EXCERPTED RECORDS »
:::::

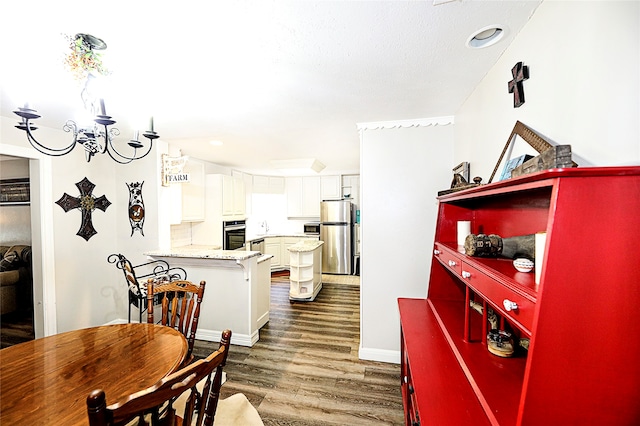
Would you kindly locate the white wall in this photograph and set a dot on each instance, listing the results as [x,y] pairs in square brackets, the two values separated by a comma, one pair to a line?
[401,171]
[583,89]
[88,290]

:::::

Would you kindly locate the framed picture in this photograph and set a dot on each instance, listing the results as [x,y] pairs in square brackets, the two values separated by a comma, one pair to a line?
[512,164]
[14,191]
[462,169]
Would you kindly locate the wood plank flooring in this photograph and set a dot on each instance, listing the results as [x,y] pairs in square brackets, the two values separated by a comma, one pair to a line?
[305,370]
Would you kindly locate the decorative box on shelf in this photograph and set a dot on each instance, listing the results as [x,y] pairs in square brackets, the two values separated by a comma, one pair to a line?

:::::

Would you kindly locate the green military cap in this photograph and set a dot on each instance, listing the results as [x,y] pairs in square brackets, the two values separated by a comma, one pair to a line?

:::::

TO DO »
Rewrite the data from the line containing "Would you kindly locate the wood" through the line containing "Would you kindly locate the decorative", substituting "marker" for "dot" and leaving everything else as it is.

COMPLETE RESPONSE »
Would you kindly locate the wood plank flooring in this photograph and set a marker on each instance, listing the results as [x,y] pairs in square brackets, the two values separated by a comma, one pair to a line?
[305,370]
Would you kindly locate the decorative box on shelf in this photograph and set a marker on each instance, listing the results as [x,y] pairs in square brackets, the two values separated by a comma, one pair to a line?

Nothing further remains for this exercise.